-------- DATI DELL'ESERCIZIO

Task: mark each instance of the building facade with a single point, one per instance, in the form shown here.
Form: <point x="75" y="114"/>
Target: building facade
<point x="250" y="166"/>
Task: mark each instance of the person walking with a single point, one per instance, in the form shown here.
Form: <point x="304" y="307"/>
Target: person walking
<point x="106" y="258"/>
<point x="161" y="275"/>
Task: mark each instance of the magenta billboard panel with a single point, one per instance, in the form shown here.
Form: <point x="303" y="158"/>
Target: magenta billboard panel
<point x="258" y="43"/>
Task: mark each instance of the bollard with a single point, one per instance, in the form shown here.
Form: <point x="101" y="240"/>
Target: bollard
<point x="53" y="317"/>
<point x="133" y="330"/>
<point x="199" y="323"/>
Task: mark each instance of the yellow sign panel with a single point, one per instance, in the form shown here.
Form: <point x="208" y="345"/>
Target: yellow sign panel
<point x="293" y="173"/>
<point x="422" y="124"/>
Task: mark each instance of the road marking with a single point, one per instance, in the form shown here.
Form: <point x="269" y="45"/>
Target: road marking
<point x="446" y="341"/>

----------------

Restituisci come lista JSON di stringhe, una per riga e senza righe vuote, le righe dei dati dalla riga che contiene "Task: mark each instance of the road" fino alla fine dei dati, estremi inclusi.

[
  "Task: mark each instance of the road marking with a single point, one per instance, in the form shown here.",
  "Form: <point x=\"269\" y=\"45\"/>",
  "Target: road marking",
  "<point x=\"446\" y=\"341\"/>"
]